• TASK: Reproduce the entries below verbatim, starting with their first line and stopping after the line that contains "[(103, 30)]".
++++++
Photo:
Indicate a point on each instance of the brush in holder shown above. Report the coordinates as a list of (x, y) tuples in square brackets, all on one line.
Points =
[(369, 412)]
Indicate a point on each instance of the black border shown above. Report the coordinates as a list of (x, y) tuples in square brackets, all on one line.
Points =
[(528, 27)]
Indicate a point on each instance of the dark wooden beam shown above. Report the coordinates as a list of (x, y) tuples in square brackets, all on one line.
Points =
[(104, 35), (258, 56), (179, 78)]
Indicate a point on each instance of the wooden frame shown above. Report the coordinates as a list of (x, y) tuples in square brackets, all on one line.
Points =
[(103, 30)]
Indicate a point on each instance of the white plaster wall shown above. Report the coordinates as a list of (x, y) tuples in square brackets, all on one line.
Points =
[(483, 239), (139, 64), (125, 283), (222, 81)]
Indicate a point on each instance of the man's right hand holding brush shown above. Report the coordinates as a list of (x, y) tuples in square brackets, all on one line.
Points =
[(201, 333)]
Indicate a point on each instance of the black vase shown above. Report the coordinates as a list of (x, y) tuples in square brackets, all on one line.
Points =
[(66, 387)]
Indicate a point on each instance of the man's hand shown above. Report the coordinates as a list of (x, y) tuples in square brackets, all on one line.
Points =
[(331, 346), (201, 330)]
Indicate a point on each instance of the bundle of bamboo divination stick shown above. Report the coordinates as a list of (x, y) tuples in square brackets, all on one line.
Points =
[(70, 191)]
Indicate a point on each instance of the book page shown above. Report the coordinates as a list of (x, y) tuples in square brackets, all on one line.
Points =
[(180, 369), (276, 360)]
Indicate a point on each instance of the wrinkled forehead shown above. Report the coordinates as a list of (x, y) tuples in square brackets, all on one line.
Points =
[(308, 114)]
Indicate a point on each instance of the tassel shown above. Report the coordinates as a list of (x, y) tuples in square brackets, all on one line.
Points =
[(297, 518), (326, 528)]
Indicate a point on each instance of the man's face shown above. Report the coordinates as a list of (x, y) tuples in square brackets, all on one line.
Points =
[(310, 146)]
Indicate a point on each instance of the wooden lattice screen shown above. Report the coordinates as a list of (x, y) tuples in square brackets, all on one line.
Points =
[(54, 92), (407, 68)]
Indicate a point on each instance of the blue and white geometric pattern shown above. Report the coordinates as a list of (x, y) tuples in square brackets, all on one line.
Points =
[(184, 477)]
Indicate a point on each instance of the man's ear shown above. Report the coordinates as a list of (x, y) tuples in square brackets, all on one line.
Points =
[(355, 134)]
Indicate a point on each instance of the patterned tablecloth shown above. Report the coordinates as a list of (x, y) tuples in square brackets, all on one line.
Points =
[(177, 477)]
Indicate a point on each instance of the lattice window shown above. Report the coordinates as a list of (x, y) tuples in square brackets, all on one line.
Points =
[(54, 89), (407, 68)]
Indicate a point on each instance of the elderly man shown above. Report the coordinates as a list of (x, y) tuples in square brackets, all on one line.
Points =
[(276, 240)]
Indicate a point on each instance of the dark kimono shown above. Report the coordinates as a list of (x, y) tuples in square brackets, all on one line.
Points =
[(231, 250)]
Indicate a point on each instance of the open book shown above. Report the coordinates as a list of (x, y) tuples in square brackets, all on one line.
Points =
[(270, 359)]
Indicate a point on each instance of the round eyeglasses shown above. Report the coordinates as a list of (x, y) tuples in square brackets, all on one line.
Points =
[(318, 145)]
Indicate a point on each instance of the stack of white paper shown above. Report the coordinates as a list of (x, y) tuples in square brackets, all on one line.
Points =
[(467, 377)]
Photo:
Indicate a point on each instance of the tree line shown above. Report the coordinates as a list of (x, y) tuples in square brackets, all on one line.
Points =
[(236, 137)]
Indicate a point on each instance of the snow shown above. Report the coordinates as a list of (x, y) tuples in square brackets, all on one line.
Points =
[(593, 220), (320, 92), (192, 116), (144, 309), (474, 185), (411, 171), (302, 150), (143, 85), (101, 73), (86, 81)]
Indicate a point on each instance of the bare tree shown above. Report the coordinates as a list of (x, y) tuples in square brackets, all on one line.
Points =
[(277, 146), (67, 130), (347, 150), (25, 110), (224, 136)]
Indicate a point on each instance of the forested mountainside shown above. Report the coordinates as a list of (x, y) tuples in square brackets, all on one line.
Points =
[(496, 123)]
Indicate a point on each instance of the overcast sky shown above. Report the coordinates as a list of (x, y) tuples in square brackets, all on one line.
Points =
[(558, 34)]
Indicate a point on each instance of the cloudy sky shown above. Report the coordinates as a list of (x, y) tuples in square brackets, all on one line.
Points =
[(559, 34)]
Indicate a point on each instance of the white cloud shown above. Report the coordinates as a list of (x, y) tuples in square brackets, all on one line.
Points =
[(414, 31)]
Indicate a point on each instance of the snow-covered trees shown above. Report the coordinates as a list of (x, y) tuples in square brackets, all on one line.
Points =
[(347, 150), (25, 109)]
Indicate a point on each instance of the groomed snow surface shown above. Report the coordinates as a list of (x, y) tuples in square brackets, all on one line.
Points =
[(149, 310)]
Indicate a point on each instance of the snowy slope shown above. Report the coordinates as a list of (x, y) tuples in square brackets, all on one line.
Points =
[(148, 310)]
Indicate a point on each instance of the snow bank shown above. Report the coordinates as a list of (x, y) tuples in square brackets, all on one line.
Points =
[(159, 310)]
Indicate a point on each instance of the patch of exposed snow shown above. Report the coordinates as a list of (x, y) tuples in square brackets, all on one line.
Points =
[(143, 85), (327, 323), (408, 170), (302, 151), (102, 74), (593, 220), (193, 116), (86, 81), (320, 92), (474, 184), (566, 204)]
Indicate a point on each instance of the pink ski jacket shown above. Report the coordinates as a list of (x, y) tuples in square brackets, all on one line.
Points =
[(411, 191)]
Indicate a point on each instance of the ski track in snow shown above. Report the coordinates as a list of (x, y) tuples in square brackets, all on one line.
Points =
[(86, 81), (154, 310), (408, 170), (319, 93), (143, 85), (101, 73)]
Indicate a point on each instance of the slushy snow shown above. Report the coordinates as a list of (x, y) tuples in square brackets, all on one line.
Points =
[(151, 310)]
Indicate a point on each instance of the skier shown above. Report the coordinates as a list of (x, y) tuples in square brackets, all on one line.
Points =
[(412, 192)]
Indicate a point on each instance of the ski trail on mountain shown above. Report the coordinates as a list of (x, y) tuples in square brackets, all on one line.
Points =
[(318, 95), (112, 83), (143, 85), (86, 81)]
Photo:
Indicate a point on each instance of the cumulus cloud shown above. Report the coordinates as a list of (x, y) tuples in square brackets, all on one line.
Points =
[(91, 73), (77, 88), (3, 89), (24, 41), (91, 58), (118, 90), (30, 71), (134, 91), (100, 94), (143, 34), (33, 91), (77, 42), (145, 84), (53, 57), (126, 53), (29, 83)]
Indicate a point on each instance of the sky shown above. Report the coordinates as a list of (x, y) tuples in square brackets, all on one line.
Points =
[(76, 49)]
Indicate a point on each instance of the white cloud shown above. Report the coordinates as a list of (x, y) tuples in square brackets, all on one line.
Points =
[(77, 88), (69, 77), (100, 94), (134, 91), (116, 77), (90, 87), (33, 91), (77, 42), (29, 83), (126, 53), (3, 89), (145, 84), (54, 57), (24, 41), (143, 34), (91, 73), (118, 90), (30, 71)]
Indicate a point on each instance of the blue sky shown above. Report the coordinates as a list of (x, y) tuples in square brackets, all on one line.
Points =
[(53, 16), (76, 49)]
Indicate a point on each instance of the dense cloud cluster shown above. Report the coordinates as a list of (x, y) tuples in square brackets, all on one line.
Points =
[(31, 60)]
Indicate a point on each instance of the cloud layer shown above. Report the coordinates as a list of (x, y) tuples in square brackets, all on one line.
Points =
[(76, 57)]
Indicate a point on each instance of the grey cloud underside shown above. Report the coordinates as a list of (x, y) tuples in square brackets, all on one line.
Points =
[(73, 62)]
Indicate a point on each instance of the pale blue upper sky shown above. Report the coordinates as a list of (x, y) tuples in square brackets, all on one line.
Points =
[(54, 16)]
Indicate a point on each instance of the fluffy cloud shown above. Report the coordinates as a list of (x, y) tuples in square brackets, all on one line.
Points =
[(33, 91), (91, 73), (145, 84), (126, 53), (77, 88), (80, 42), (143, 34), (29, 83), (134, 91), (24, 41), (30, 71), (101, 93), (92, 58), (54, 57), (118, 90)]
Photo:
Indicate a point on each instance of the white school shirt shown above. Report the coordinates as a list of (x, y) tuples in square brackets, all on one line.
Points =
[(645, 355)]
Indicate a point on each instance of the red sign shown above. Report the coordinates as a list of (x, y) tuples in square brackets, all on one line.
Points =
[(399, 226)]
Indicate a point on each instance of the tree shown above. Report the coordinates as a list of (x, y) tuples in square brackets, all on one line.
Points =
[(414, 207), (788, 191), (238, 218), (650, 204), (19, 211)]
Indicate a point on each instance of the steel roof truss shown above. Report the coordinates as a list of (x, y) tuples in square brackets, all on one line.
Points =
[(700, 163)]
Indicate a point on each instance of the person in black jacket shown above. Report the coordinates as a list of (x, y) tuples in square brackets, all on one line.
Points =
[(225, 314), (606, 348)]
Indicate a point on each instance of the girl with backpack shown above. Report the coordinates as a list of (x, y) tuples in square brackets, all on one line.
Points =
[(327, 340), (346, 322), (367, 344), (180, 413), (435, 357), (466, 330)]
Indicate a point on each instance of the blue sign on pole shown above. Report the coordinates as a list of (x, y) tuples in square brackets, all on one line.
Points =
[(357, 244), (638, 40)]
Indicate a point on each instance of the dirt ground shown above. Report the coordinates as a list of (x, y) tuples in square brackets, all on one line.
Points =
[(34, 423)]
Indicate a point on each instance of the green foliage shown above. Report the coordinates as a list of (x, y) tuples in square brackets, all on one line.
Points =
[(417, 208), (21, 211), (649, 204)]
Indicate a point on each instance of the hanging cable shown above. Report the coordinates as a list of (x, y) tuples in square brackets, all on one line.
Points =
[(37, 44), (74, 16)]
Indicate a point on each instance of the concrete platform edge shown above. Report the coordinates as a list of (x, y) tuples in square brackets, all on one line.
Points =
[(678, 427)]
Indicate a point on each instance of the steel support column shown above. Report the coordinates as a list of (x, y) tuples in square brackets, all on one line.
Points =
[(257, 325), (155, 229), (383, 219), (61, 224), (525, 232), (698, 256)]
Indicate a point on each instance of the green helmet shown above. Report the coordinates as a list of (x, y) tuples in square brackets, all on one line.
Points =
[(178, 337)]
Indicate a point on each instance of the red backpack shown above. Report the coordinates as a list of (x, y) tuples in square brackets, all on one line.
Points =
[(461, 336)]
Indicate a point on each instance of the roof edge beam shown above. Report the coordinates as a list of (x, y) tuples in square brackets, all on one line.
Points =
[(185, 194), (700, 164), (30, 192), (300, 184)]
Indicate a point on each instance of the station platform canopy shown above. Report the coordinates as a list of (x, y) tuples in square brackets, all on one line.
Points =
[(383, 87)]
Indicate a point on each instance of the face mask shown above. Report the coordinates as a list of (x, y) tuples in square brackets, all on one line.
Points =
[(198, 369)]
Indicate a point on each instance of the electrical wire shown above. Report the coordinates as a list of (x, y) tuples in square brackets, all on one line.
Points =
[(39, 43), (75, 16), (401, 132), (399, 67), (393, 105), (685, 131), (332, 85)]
++++++
• SOLUTION TO THIS EXERCISE:
Photo:
Indicate a point on each instance of the brush in holder shown above. Report the coordinates as a list of (x, y) tuples in square brackets, all on one line.
Points =
[(369, 412)]
Indicate a point on each instance of the black border shown above. Report the coordinates as a list of (x, y) tuples in square brackets, all on one line.
Points =
[(528, 27)]
Indicate a point on each instance of the dark wooden beam shown above. Report the coordinates as a list of (x, y) tuples in square brackets, all on one line.
Points =
[(104, 35), (258, 56), (179, 78)]
Indicate a point on each instance of the wooden frame shown above. Report the coordinates as a list of (x, y) tuples in square brackets, all on one line.
Points =
[(103, 30)]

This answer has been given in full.